● TASK DIRECTIONS: Provide only the number of lines in the records below that contain "target".

☆ ☆ ☆ ☆ ☆ ☆ ☆

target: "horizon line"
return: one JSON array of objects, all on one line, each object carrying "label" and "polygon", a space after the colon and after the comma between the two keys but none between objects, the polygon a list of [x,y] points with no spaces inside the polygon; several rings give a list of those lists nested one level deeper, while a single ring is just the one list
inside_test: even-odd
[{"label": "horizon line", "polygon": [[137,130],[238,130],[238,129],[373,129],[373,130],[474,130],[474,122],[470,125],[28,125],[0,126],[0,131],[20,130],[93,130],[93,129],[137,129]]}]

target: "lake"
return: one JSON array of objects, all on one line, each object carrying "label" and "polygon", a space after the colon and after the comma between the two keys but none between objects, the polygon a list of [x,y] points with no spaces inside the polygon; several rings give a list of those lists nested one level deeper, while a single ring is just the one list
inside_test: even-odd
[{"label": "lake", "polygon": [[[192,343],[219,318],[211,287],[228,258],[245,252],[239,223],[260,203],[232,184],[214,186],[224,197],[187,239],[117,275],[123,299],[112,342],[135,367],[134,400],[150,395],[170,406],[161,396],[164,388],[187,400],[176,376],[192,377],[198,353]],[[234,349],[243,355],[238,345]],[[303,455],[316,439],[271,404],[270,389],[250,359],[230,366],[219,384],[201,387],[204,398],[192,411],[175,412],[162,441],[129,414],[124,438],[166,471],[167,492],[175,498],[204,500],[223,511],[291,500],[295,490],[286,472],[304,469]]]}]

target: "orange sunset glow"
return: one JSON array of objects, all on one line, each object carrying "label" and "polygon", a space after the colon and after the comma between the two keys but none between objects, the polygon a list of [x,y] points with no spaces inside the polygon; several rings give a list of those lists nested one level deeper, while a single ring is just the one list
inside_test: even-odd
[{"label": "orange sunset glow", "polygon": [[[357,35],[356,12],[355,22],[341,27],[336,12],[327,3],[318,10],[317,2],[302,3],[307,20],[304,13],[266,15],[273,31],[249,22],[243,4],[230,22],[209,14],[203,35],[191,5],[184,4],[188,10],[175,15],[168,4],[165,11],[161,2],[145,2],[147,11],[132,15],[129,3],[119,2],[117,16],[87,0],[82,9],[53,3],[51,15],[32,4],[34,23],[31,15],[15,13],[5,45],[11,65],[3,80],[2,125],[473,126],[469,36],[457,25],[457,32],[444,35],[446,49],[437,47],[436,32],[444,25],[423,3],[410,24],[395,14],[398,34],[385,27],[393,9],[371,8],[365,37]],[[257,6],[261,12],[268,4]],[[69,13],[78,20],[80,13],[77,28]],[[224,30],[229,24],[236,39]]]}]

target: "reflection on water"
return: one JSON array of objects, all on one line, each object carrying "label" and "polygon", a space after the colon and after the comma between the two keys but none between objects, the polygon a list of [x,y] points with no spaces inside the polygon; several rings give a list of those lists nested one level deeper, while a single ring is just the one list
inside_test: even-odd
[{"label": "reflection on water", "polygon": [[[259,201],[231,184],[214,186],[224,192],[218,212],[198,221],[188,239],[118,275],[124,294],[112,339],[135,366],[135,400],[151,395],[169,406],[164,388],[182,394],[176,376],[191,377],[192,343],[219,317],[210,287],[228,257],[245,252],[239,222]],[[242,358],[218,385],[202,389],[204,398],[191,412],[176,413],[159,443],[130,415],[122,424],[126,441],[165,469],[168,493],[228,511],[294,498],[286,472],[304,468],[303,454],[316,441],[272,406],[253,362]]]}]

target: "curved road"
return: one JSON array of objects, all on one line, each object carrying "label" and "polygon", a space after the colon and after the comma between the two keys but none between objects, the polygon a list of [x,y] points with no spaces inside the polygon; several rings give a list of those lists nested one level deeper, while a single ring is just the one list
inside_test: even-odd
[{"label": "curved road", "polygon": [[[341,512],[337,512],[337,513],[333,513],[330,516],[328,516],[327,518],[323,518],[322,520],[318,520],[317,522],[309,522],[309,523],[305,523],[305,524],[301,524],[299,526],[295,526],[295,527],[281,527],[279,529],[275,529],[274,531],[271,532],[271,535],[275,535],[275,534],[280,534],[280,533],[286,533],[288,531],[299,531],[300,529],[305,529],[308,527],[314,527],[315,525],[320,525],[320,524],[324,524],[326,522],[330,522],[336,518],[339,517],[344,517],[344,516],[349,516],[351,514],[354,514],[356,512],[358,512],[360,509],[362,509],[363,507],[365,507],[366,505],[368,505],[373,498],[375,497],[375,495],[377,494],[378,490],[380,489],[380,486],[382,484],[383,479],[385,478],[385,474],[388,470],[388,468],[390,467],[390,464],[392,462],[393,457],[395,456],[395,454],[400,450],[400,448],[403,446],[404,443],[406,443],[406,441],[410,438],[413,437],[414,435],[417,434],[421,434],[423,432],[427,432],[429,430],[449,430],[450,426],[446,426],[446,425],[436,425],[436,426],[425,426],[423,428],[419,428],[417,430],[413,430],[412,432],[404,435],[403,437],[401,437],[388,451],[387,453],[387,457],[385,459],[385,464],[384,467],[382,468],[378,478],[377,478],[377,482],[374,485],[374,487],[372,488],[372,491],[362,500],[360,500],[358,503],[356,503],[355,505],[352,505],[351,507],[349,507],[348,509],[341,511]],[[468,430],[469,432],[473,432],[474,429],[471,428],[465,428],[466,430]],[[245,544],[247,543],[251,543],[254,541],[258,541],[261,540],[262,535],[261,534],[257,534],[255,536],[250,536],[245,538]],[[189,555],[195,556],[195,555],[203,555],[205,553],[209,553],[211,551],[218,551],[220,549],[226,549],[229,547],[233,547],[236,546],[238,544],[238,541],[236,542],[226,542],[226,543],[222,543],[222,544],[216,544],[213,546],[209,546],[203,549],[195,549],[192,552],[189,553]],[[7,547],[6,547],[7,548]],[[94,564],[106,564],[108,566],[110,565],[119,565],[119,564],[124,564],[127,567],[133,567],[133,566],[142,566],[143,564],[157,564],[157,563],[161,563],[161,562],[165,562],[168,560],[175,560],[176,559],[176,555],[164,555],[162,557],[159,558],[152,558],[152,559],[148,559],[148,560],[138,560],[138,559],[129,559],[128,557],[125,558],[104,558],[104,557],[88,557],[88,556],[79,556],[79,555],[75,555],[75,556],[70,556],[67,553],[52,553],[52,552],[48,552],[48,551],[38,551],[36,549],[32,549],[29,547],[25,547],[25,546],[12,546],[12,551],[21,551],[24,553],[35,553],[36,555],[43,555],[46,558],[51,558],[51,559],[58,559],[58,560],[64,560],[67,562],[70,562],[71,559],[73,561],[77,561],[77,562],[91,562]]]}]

☆ ☆ ☆ ☆ ☆ ☆ ☆

● RESPONSE TO THE TASK: 5